[Region segmentation data]
--- Start ---

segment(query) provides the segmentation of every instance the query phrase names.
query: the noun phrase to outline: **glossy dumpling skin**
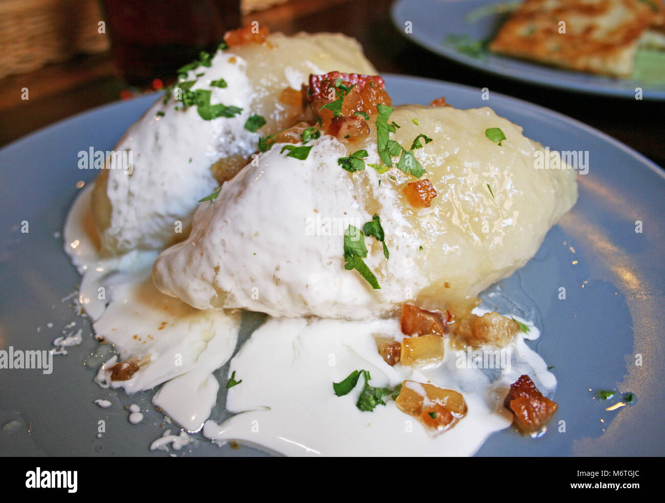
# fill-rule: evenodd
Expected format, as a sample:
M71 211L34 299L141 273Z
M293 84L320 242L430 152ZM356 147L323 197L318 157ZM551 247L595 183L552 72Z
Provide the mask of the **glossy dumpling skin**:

--- End ---
--- Start ---

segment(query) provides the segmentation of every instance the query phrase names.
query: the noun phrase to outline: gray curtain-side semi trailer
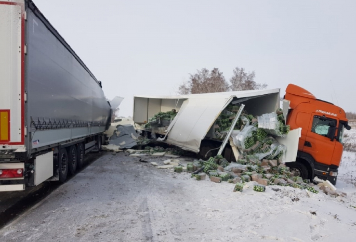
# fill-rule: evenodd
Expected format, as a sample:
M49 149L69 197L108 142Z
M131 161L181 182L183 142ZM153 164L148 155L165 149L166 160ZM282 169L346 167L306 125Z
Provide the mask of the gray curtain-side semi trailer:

--- End ---
--- Start ---

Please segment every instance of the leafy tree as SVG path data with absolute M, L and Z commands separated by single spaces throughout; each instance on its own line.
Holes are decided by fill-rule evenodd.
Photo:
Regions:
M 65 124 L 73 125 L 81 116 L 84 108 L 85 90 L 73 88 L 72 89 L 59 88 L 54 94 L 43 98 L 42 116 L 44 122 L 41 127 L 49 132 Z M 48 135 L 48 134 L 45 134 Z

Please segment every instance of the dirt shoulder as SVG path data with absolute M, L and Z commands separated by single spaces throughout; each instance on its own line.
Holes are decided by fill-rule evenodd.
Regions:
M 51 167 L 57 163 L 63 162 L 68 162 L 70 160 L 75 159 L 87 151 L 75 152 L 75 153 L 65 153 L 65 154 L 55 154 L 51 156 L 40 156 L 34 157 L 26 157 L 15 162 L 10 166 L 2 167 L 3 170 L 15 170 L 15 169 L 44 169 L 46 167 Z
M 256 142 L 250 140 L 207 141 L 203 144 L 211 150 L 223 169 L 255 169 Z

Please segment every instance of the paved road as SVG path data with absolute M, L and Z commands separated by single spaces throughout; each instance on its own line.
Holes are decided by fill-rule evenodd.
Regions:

--- End ---

■ STATED GOAL
Rewrite the entries above as a numbered list, covering only the stretch from the line containing "Please segment every instance of the leafy" through the line containing "M 65 124 L 73" and leaving out any blank lines.

■ REPLY
1. Please segment every instance of the leafy tree as SVG path data with absolute M, L and Z commands separated by single spaces throughout; each instance on its own line.
2. Holes are decided by fill-rule evenodd.
3. Photo:
4. Regions:
5. M 65 124 L 73 125 L 81 116 L 84 108 L 85 90 L 73 88 L 72 89 L 59 88 L 54 94 L 43 98 L 42 116 L 44 122 L 41 127 L 49 132 Z M 48 135 L 48 134 L 45 134 Z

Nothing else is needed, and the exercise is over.